EXERCISE DETAILS: Set each line of the data down exactly, please.

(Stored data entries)

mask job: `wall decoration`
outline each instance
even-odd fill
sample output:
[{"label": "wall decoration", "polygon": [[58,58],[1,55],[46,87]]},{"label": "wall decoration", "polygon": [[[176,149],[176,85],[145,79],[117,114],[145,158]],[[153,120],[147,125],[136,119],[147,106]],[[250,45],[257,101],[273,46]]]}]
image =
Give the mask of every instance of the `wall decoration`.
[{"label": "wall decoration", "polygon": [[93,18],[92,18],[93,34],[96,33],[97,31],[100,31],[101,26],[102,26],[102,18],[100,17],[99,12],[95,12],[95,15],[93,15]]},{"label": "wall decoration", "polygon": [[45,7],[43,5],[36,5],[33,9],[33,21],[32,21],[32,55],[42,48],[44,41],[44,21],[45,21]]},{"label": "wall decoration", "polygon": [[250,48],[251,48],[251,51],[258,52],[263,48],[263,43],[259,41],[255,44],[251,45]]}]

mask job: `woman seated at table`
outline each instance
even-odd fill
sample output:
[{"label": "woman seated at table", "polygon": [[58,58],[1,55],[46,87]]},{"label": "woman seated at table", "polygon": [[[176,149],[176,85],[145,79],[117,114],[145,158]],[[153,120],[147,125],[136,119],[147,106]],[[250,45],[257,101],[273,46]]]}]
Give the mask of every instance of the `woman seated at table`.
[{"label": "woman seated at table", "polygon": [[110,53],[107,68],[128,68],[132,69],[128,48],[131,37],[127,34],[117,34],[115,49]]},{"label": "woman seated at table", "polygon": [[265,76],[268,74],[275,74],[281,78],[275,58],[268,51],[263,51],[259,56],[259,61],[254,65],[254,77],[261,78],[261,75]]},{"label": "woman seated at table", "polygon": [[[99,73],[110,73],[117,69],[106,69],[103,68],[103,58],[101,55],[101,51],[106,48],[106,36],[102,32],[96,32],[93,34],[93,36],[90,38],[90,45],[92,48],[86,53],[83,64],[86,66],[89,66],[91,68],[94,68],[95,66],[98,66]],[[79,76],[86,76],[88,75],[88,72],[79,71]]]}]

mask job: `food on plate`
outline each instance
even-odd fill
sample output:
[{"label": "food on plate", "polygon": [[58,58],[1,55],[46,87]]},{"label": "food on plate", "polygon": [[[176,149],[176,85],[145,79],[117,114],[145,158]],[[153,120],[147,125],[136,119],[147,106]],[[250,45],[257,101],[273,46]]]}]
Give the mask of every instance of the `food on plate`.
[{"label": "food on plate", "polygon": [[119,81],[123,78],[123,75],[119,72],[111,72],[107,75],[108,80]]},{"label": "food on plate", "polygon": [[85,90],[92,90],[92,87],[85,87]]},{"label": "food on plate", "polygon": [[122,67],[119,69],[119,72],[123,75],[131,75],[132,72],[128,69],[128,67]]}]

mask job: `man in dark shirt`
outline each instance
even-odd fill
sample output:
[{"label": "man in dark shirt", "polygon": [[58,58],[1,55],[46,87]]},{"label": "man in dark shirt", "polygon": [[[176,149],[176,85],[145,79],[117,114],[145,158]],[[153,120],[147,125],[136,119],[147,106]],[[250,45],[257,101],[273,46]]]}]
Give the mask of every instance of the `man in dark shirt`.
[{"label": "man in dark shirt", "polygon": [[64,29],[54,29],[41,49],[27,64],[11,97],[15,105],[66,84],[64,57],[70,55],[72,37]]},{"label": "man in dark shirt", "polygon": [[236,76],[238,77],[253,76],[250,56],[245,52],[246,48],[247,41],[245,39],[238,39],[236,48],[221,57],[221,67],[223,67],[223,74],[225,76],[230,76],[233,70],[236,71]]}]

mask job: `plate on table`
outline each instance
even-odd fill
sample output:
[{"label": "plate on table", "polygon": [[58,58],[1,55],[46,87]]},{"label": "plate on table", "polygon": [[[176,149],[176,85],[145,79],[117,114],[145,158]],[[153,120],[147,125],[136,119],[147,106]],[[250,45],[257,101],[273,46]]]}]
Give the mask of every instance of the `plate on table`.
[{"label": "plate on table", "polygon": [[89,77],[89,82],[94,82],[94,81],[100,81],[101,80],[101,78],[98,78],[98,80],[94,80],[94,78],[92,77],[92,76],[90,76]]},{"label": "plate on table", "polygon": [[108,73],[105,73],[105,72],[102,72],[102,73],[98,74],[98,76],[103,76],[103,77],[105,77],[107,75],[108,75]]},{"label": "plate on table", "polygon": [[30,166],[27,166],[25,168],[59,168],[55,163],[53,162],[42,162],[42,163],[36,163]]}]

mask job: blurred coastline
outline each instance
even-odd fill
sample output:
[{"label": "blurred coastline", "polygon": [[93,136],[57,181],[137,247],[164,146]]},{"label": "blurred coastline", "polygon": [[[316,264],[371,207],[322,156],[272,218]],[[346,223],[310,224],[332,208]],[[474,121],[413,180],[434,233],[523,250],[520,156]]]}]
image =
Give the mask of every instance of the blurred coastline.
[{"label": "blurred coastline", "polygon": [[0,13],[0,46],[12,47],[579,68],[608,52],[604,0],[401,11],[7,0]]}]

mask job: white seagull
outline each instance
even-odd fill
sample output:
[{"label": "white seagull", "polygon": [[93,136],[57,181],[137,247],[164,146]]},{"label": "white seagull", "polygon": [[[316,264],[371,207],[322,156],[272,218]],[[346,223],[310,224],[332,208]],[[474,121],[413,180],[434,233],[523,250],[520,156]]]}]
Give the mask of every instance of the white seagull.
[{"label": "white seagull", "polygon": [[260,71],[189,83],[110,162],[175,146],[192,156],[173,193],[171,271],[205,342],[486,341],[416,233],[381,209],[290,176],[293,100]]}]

RESPONSE BOX:
mask job: `wall decoration`
outline each instance
even-odd fill
sample output:
[{"label": "wall decoration", "polygon": [[58,58],[1,55],[46,87]]},{"label": "wall decoration", "polygon": [[[176,149],[176,85],[145,79],[117,114],[145,158]],[[153,120],[147,125],[136,119],[147,106]],[[250,45],[257,101],[273,46]]]}]
image =
Give the mask of every instance of the `wall decoration`.
[{"label": "wall decoration", "polygon": [[93,18],[92,18],[93,34],[96,33],[97,31],[100,31],[101,26],[102,26],[102,18],[100,17],[99,12],[95,12],[95,15],[93,15]]},{"label": "wall decoration", "polygon": [[45,7],[43,5],[36,5],[33,9],[33,21],[32,21],[32,55],[42,48],[44,41],[44,21],[45,21]]},{"label": "wall decoration", "polygon": [[250,48],[251,48],[251,51],[258,52],[263,48],[263,43],[259,41],[255,44],[251,45]]}]

mask job: `woman seated at table`
outline each instance
even-odd fill
sample output:
[{"label": "woman seated at table", "polygon": [[58,58],[1,55],[46,87]]},{"label": "woman seated at table", "polygon": [[[176,149],[176,85],[145,79],[117,114],[145,158]],[[153,120],[147,125],[136,119],[147,106]],[[250,45],[257,101],[273,46]]]}]
Give the mask of every instance of the `woman seated at table`.
[{"label": "woman seated at table", "polygon": [[110,53],[107,68],[128,68],[132,69],[128,48],[131,37],[127,34],[117,34],[115,49]]},{"label": "woman seated at table", "polygon": [[265,76],[268,74],[275,74],[281,78],[275,58],[268,51],[263,51],[259,56],[259,61],[254,65],[254,77],[261,78],[261,75]]},{"label": "woman seated at table", "polygon": [[[99,73],[110,73],[117,69],[106,69],[103,68],[103,58],[101,55],[101,51],[106,48],[106,36],[102,32],[96,32],[93,34],[93,36],[90,38],[90,45],[92,48],[86,53],[83,64],[86,66],[89,66],[91,68],[94,68],[95,66],[98,66]],[[79,76],[86,76],[88,75],[88,72],[79,71]]]}]

mask job: `food on plate`
outline each instance
even-odd fill
sample output:
[{"label": "food on plate", "polygon": [[58,58],[1,55],[46,87]]},{"label": "food on plate", "polygon": [[[176,149],[176,85],[145,79],[117,114],[145,158]],[[153,120],[147,125],[136,119],[147,106]],[[250,45],[257,101],[273,46]]]}]
Give the mask of every instance of the `food on plate`.
[{"label": "food on plate", "polygon": [[119,81],[123,78],[123,75],[119,72],[111,72],[107,75],[108,80]]},{"label": "food on plate", "polygon": [[85,90],[92,90],[92,87],[85,87]]},{"label": "food on plate", "polygon": [[122,67],[119,69],[119,72],[123,75],[131,75],[132,72],[128,69],[128,67]]}]

mask job: `man in dark shirt`
outline each instance
even-odd fill
sample output:
[{"label": "man in dark shirt", "polygon": [[58,58],[1,55],[46,87]]},{"label": "man in dark shirt", "polygon": [[[176,149],[176,85],[145,79],[117,114],[145,158]],[[153,120],[147,125],[136,119],[147,106]],[[250,45],[257,101],[273,46]]]}]
Give the mask of every instance of the `man in dark shirt`.
[{"label": "man in dark shirt", "polygon": [[64,29],[54,29],[41,49],[27,64],[11,97],[15,105],[66,84],[64,57],[70,55],[72,37]]},{"label": "man in dark shirt", "polygon": [[236,76],[238,77],[253,76],[250,56],[245,52],[246,48],[247,41],[245,39],[238,39],[236,48],[221,57],[221,67],[223,67],[223,74],[225,76],[230,76],[233,70],[236,71]]}]

mask job: `plate on table`
outline each instance
even-odd fill
sample output:
[{"label": "plate on table", "polygon": [[58,58],[1,55],[46,87]]},{"label": "plate on table", "polygon": [[[176,149],[176,85],[145,79],[117,114],[145,158]],[[153,120],[147,125],[136,119],[147,106]],[[250,45],[257,101],[273,46]]]}]
Give the mask of every instance of the `plate on table`.
[{"label": "plate on table", "polygon": [[89,77],[89,82],[94,82],[94,81],[100,81],[101,80],[101,78],[98,78],[98,80],[94,80],[94,78],[92,77],[92,76],[90,76]]},{"label": "plate on table", "polygon": [[108,73],[105,73],[105,72],[102,72],[102,73],[98,74],[98,76],[103,76],[103,77],[105,77],[107,75],[108,75]]},{"label": "plate on table", "polygon": [[30,166],[27,166],[25,168],[59,168],[55,163],[53,162],[42,162],[42,163],[36,163]]}]

mask job: blurred coastline
outline each instance
even-odd fill
sample output:
[{"label": "blurred coastline", "polygon": [[93,136],[57,181],[137,247],[164,146]]},{"label": "blurred coastline", "polygon": [[[316,264],[371,207],[322,156],[272,218]],[[346,223],[310,224],[332,208]],[[474,121],[413,180],[434,233],[523,250],[520,156]]]}]
image =
Give the mask of every instance of the blurred coastline.
[{"label": "blurred coastline", "polygon": [[0,13],[0,46],[12,47],[579,68],[608,52],[604,0],[401,11],[7,0]]}]

mask job: white seagull
outline each instance
even-odd fill
sample output:
[{"label": "white seagull", "polygon": [[93,136],[57,181],[137,247],[164,146]]},{"label": "white seagull", "polygon": [[[316,264],[371,207],[322,156],[272,218]],[[346,223],[310,224],[332,208]],[[474,121],[413,180],[434,233],[523,250],[520,156]]]}]
Give the mask of every instance of the white seagull.
[{"label": "white seagull", "polygon": [[260,71],[189,83],[110,162],[175,146],[192,156],[173,193],[171,271],[205,342],[486,341],[416,233],[381,209],[290,176],[293,100]]}]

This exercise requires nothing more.